**WHAT YOU SHOULD DO:**
Count the lines in the items below that contain the string "wooden", with case counting, and reply with that number alone.

**EXTRACTED MATERIAL:**
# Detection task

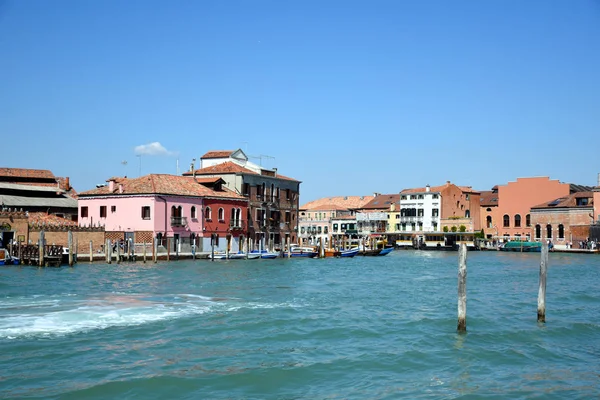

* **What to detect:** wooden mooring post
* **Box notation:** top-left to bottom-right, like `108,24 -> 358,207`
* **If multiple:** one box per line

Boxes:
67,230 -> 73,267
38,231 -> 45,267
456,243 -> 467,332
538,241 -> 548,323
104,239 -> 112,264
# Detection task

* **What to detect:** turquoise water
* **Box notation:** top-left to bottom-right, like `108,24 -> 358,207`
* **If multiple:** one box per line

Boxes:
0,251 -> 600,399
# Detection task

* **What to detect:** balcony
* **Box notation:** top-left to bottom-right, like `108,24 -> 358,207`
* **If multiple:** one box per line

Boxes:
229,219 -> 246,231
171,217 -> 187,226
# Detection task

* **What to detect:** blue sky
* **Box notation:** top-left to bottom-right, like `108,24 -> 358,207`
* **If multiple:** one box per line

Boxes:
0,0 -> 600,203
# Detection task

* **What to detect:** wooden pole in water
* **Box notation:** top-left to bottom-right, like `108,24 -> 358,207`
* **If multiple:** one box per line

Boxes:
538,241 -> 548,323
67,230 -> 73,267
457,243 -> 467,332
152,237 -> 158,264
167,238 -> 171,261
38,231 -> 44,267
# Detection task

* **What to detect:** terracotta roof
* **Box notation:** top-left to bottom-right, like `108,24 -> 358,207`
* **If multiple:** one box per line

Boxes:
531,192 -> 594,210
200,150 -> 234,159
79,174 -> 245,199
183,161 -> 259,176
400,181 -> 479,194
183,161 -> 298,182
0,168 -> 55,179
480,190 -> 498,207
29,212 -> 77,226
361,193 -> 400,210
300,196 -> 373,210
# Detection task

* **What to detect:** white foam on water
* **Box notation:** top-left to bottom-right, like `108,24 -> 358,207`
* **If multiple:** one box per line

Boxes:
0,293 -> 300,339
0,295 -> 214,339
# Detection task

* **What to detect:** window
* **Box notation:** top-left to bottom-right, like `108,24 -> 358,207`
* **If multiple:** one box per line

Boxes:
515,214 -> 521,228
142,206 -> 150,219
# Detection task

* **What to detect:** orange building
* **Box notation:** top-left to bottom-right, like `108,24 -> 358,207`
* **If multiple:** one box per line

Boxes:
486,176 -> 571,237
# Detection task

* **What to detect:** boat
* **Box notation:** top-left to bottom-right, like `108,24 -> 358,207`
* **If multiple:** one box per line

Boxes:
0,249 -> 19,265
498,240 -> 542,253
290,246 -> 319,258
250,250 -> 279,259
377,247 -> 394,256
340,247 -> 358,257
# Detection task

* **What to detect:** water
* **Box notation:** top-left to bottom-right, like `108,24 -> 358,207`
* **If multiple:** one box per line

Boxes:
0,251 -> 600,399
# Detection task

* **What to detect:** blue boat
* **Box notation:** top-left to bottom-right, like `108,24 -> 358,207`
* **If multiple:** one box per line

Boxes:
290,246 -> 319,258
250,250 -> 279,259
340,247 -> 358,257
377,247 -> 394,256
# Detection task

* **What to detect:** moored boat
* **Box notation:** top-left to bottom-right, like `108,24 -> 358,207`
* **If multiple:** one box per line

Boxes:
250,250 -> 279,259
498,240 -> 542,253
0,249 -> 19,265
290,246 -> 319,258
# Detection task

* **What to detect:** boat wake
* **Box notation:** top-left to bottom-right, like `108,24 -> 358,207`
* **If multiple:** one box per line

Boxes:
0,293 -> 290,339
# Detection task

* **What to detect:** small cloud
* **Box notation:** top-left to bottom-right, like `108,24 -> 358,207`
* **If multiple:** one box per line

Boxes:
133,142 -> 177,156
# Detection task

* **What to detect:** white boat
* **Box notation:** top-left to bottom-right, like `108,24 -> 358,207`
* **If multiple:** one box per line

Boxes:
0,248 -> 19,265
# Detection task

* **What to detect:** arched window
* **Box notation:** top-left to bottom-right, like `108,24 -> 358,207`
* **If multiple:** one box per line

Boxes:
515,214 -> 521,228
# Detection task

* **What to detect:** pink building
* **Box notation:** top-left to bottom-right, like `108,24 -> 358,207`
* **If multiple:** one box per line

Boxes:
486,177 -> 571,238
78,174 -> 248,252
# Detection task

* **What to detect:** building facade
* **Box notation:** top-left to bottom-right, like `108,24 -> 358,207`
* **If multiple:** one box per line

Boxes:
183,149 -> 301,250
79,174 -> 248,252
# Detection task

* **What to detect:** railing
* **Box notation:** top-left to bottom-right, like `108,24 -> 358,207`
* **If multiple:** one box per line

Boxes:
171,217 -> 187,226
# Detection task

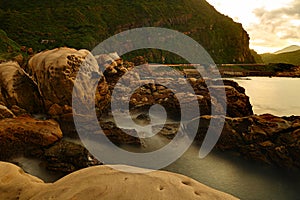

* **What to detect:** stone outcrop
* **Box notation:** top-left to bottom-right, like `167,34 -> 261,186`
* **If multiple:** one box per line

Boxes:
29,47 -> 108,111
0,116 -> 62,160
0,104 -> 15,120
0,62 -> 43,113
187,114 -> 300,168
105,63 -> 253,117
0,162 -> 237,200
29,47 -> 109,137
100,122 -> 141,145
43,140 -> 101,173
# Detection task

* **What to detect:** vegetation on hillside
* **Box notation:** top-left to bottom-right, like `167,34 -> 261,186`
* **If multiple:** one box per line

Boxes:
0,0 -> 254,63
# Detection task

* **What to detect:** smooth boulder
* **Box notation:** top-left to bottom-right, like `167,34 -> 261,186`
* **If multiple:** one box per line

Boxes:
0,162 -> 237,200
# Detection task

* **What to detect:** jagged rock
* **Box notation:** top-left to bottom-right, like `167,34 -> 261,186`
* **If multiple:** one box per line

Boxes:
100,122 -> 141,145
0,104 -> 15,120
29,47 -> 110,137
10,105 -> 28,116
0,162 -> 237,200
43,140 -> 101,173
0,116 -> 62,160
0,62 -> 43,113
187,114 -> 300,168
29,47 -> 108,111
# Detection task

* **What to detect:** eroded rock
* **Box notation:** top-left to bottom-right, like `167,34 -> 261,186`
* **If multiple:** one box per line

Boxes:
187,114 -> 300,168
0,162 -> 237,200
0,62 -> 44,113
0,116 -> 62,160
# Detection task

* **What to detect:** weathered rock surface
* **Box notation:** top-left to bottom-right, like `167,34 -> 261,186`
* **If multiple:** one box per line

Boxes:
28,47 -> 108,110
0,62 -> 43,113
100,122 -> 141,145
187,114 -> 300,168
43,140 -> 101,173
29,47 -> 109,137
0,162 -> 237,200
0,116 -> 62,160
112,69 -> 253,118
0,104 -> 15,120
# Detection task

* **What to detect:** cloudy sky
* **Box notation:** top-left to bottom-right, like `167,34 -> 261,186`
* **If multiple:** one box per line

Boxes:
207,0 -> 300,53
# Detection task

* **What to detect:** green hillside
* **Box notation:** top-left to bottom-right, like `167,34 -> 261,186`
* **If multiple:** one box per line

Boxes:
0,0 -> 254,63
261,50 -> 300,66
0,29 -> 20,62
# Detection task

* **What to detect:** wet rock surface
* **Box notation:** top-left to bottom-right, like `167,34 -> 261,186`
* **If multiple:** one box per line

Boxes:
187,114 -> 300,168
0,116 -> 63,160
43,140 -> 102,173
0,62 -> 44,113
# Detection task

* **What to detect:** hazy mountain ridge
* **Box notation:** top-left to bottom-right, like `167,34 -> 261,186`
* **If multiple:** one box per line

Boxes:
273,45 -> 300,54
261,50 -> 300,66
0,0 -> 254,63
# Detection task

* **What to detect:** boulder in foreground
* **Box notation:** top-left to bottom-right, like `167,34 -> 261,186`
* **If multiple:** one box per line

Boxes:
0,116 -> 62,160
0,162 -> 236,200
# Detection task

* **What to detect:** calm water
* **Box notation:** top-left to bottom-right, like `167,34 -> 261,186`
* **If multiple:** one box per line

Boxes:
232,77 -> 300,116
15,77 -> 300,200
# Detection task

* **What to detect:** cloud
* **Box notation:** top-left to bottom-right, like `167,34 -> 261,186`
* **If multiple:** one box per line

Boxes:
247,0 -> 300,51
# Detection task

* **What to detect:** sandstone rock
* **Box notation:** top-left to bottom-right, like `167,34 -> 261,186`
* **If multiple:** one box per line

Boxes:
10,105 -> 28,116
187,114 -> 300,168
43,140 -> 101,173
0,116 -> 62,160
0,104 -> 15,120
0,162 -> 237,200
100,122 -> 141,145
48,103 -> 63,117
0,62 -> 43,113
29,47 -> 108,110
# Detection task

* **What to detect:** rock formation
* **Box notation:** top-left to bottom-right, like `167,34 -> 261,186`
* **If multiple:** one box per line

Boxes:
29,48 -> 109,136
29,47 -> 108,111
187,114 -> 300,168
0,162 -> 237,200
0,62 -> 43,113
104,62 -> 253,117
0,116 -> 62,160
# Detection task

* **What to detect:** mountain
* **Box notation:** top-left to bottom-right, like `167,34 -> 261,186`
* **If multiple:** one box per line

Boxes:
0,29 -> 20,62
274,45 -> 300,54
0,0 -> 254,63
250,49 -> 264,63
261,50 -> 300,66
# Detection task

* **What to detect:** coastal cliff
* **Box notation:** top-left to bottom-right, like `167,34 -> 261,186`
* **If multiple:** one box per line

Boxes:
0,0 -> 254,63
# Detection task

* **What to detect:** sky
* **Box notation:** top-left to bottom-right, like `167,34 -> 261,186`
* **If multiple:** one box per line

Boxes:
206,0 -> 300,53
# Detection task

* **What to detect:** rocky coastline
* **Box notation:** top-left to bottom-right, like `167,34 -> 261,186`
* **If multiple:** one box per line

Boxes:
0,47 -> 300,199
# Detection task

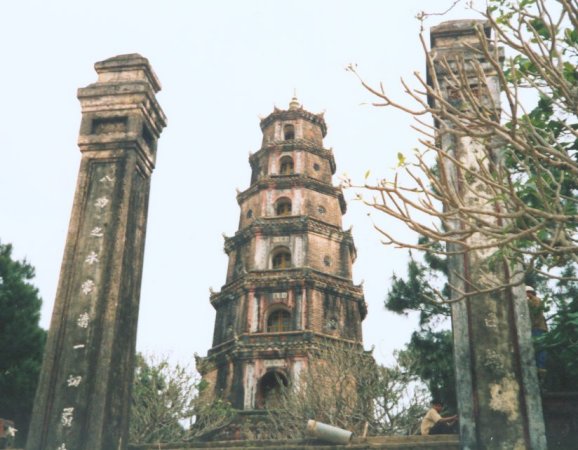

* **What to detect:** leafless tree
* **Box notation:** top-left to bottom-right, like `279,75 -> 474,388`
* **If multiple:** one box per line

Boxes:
* * *
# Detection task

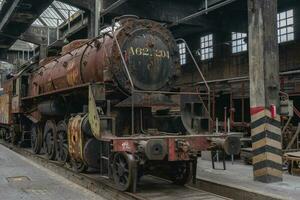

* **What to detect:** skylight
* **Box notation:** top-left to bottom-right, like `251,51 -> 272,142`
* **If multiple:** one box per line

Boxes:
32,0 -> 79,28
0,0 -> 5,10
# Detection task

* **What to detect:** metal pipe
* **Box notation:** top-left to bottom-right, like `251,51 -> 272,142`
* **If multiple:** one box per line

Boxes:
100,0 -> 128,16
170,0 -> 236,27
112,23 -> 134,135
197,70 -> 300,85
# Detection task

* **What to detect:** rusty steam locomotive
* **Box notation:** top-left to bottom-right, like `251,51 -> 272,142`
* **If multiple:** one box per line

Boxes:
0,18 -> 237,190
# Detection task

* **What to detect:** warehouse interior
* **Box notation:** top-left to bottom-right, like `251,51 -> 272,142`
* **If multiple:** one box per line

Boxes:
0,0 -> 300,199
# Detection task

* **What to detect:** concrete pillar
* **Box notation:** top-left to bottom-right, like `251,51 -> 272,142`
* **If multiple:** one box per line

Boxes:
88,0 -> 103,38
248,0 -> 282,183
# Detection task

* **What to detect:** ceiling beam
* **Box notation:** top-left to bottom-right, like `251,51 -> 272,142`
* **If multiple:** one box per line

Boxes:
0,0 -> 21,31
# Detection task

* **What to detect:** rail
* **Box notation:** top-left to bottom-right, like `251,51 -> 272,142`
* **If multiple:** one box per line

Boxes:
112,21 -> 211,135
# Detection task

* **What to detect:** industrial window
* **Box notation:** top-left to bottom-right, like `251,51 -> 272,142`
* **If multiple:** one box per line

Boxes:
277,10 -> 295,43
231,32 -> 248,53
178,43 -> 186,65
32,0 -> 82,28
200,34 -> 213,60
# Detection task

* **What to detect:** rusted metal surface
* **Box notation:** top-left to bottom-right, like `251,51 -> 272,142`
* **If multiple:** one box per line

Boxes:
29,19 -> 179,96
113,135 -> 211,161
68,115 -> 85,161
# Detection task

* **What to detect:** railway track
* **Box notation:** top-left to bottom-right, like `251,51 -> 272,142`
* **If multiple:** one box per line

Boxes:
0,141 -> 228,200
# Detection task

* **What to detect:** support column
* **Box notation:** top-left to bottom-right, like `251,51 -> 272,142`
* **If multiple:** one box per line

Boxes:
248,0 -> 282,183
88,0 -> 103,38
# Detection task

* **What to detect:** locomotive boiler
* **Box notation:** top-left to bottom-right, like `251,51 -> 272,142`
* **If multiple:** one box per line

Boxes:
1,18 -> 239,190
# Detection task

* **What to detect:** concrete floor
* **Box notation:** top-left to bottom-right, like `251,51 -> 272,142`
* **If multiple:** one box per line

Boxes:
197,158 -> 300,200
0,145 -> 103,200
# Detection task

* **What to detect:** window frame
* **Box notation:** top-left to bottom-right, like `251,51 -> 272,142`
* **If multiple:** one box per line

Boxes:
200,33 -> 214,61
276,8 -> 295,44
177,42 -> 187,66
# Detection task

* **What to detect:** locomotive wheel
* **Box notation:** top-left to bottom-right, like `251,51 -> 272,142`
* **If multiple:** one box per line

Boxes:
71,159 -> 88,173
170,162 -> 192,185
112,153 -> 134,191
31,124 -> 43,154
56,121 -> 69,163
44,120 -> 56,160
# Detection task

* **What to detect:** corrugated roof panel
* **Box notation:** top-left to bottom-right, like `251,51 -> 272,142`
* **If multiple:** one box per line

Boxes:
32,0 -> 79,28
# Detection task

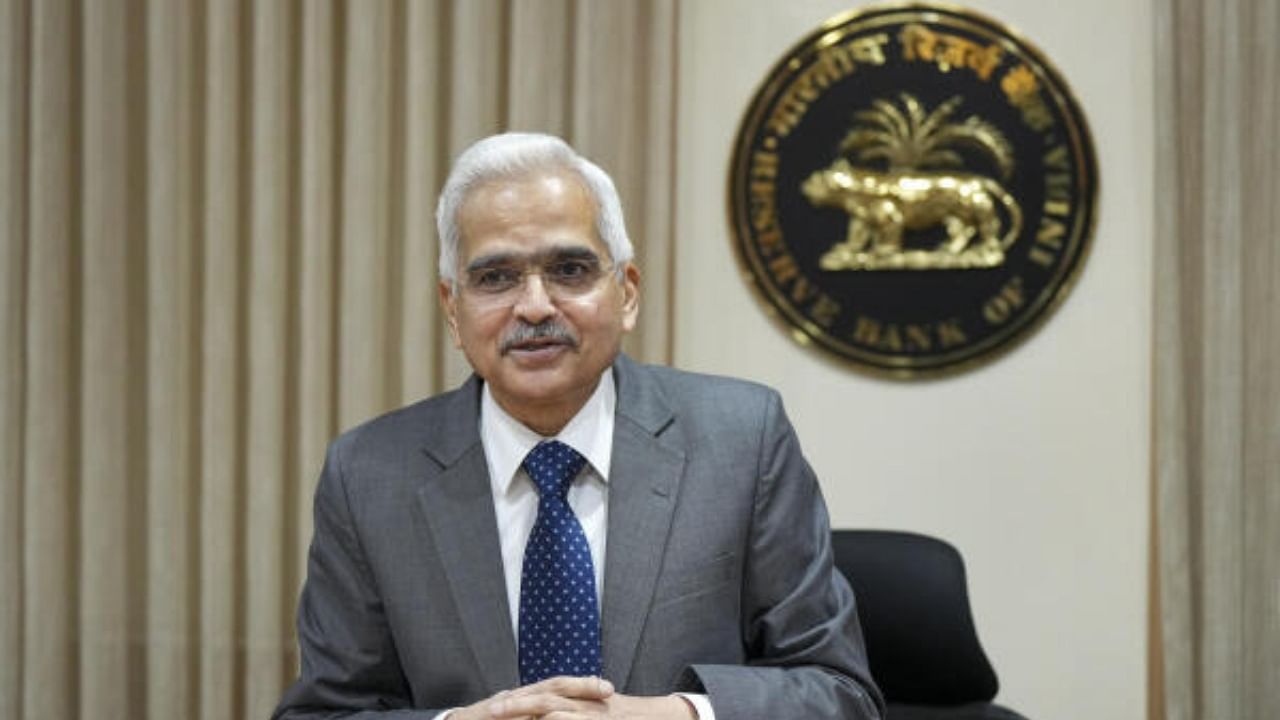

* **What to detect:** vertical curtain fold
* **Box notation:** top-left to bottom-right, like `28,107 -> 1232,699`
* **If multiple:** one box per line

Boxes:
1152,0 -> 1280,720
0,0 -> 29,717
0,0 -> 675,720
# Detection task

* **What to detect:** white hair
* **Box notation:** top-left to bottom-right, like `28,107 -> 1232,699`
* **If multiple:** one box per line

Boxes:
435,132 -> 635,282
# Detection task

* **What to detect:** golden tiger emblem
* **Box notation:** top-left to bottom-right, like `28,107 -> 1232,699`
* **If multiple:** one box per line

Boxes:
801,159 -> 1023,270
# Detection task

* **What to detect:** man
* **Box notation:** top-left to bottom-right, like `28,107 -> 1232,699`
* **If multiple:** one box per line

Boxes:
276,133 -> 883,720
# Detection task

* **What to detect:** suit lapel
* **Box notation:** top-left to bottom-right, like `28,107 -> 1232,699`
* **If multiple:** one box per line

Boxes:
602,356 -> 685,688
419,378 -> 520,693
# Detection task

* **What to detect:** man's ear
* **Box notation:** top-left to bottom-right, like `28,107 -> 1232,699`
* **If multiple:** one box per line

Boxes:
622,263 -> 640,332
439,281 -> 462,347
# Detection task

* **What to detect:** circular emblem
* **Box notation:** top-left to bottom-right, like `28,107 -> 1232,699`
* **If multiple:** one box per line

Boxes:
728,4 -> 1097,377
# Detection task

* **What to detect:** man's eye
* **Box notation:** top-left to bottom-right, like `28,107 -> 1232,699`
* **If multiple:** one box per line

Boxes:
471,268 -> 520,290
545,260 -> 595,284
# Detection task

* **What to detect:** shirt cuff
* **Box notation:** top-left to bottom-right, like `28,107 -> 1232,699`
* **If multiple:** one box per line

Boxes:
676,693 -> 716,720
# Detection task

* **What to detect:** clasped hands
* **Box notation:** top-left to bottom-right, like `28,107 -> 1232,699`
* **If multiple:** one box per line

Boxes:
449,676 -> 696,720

**FINISHED ANSWER:**
2